Please rewrite the records from the line containing "the pizza in" up to and including the line containing "column 199, row 164", substituting "sliced pepperoni" for "round pepperoni" and leaving everything else unchanged.

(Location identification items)

□ □ □ □ □

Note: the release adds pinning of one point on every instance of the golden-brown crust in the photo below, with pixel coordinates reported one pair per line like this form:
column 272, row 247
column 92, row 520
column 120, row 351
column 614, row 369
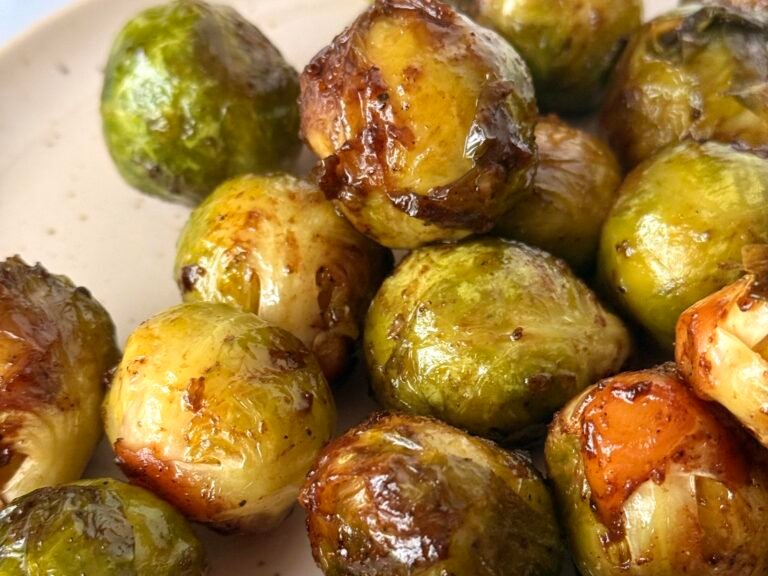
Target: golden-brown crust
column 387, row 498
column 637, row 426
column 352, row 169
column 145, row 469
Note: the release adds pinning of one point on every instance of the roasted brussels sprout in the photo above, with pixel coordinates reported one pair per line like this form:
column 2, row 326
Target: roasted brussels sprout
column 56, row 345
column 569, row 45
column 275, row 246
column 694, row 73
column 490, row 336
column 220, row 413
column 651, row 482
column 405, row 496
column 722, row 349
column 94, row 527
column 676, row 232
column 195, row 94
column 574, row 189
column 424, row 122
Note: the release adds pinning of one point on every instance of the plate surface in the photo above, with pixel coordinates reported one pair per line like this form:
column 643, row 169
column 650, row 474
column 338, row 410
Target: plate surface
column 62, row 202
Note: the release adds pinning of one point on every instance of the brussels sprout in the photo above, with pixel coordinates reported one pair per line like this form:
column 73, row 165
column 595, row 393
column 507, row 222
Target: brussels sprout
column 569, row 45
column 56, row 345
column 694, row 73
column 574, row 189
column 405, row 495
column 275, row 246
column 676, row 232
column 651, row 482
column 490, row 336
column 95, row 527
column 722, row 349
column 195, row 94
column 220, row 413
column 424, row 122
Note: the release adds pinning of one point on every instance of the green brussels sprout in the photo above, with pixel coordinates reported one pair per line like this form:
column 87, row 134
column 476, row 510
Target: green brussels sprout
column 193, row 95
column 405, row 495
column 490, row 336
column 274, row 246
column 676, row 233
column 693, row 73
column 424, row 123
column 722, row 350
column 651, row 481
column 219, row 413
column 569, row 45
column 56, row 345
column 102, row 527
column 572, row 194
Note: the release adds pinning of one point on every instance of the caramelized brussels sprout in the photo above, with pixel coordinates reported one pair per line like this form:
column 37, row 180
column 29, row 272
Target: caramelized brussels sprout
column 424, row 122
column 676, row 233
column 195, row 94
column 490, row 336
column 569, row 45
column 274, row 245
column 694, row 73
column 651, row 482
column 220, row 413
column 405, row 495
column 94, row 527
column 56, row 345
column 574, row 189
column 722, row 349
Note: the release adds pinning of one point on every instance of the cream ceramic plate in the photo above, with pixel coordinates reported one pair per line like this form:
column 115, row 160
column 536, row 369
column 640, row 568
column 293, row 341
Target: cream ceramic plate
column 62, row 202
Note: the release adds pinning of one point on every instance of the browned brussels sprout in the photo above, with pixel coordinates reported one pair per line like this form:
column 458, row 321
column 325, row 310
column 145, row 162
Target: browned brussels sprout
column 56, row 345
column 574, row 189
column 490, row 336
column 569, row 45
column 220, row 413
column 195, row 94
column 273, row 245
column 424, row 123
column 652, row 481
column 722, row 349
column 96, row 528
column 694, row 73
column 409, row 496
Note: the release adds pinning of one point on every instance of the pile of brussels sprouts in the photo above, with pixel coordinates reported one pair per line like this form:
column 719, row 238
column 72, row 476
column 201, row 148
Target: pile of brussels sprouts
column 487, row 338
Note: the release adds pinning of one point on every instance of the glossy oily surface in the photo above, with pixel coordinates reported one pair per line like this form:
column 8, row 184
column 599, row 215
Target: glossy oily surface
column 194, row 94
column 274, row 245
column 575, row 186
column 96, row 527
column 676, row 233
column 489, row 335
column 570, row 57
column 410, row 496
column 56, row 345
column 64, row 203
column 650, row 481
column 220, row 413
column 721, row 349
column 697, row 73
column 423, row 122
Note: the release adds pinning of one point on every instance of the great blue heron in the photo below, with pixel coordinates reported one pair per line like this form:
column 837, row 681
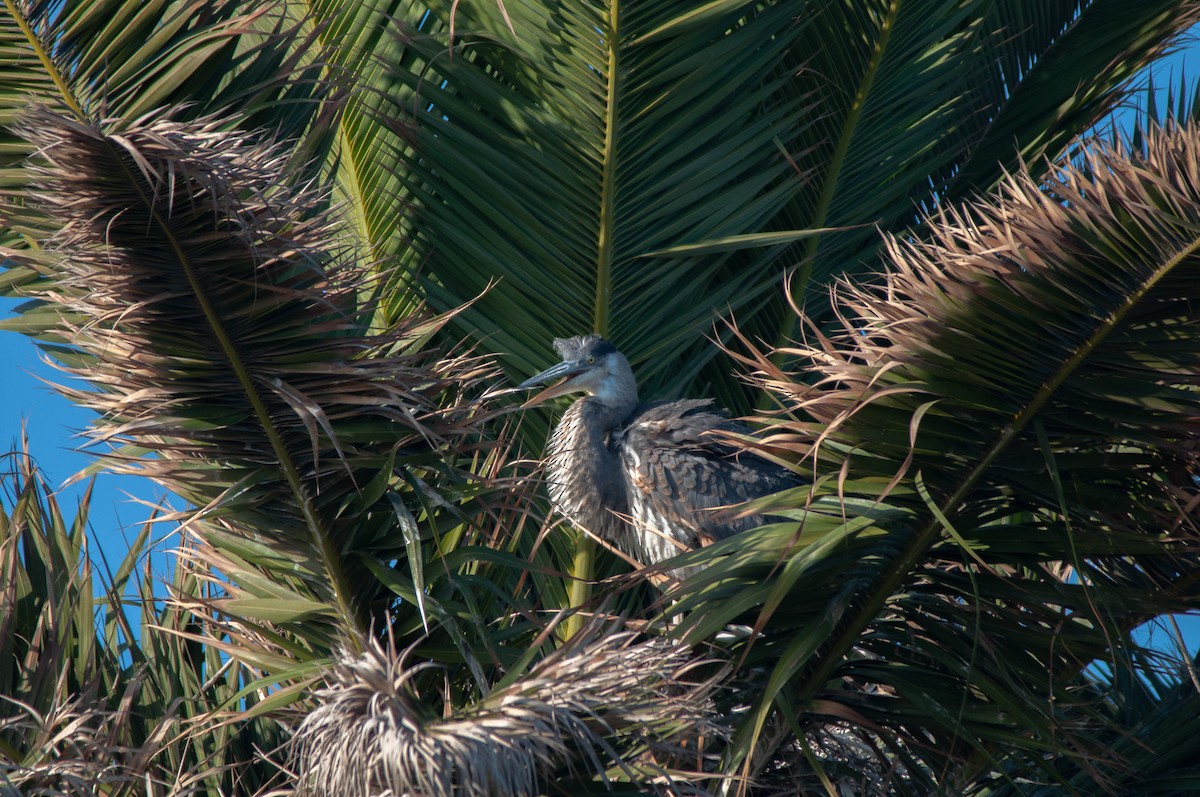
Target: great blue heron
column 653, row 479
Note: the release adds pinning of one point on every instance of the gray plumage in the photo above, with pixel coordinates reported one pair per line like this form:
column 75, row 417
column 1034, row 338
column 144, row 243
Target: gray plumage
column 654, row 479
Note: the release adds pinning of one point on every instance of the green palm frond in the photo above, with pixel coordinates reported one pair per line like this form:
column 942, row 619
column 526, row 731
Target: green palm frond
column 287, row 427
column 96, row 689
column 1009, row 457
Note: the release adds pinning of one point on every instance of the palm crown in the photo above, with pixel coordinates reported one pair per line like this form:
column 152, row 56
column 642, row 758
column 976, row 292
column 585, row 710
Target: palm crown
column 258, row 229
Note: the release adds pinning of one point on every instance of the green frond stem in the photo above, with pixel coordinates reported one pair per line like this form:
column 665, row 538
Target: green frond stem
column 829, row 184
column 583, row 562
column 47, row 61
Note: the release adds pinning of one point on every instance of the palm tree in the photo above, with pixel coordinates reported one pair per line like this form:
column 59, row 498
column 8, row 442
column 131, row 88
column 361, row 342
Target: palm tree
column 258, row 229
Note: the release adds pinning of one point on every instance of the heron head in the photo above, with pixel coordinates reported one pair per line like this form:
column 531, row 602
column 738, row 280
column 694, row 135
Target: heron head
column 591, row 365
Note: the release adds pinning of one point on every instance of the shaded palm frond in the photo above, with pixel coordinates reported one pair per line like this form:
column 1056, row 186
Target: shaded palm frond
column 610, row 708
column 1014, row 403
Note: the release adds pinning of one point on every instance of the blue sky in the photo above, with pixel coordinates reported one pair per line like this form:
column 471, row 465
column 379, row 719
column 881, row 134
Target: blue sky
column 53, row 423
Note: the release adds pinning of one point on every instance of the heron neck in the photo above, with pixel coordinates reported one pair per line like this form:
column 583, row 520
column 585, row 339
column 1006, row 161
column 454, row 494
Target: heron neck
column 583, row 473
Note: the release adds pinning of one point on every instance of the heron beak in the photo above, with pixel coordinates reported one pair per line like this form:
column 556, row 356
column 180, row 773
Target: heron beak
column 563, row 371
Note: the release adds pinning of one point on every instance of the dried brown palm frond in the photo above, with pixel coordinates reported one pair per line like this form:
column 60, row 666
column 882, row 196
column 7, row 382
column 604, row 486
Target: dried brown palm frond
column 1015, row 400
column 221, row 330
column 612, row 707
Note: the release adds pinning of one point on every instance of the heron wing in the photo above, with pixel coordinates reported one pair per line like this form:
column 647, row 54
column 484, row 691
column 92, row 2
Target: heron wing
column 683, row 477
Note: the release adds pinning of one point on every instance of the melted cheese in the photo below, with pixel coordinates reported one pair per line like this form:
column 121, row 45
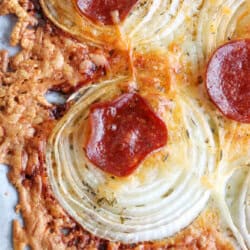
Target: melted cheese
column 206, row 153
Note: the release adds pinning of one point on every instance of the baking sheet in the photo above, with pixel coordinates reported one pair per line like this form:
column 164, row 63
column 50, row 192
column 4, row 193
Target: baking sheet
column 8, row 195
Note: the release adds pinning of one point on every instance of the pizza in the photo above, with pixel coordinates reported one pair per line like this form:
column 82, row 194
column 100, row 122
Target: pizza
column 150, row 146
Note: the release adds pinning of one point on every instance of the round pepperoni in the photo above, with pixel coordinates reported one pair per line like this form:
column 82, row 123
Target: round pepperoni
column 123, row 133
column 228, row 80
column 106, row 12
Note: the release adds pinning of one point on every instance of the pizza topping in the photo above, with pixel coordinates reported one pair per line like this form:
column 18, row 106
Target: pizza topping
column 106, row 12
column 228, row 80
column 123, row 133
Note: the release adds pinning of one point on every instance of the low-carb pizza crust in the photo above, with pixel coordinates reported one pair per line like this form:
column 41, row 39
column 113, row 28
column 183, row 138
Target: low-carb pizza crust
column 52, row 60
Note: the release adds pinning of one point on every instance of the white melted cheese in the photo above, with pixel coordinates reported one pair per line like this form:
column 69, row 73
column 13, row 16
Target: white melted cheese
column 199, row 164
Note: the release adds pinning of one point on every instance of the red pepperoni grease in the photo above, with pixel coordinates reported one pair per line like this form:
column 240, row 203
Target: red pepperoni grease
column 228, row 80
column 101, row 11
column 123, row 132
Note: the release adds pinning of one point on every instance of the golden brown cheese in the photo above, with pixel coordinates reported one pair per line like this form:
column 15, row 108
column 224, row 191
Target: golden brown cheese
column 26, row 120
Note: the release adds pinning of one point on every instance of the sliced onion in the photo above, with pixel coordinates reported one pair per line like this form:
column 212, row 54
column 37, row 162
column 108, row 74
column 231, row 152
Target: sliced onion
column 167, row 200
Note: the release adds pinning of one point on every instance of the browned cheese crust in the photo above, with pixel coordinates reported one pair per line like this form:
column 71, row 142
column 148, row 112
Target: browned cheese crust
column 49, row 60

□ □ □ □ □

> CORRECT OUTPUT:
Note: the release adds pinning of one point on every instance of the pizza in the photo above, with pixel coordinates reported one pair per line like this form:
column 82, row 194
column 100, row 122
Target: pizza
column 150, row 146
Note: the release adds pinning of one point on every instance of the sliced pepperoni in the photo above, with pixel coordinates reported one pair per line like this form:
column 82, row 123
Target: sliced pepperoni
column 123, row 133
column 228, row 80
column 106, row 12
Note: the release adds pinning of one point on every instance of the pizza topping in the photo above, with pixel coordinates reported one pair per line like this form:
column 18, row 106
Target: pizza topping
column 106, row 12
column 228, row 80
column 123, row 133
Note: the release adds pinning of one point on every instance of the low-carb pizza crust in the photo above, with pixel coordinates reported one pair per line like this form:
column 41, row 39
column 113, row 28
column 183, row 138
Target: low-carb pizza crust
column 52, row 60
Note: the release adds pinning of one point on every instance of the white melted cheese in the photo above, with pixel coordinates reported one pair per line like this form:
column 69, row 73
column 13, row 16
Target: white melted cheese
column 199, row 164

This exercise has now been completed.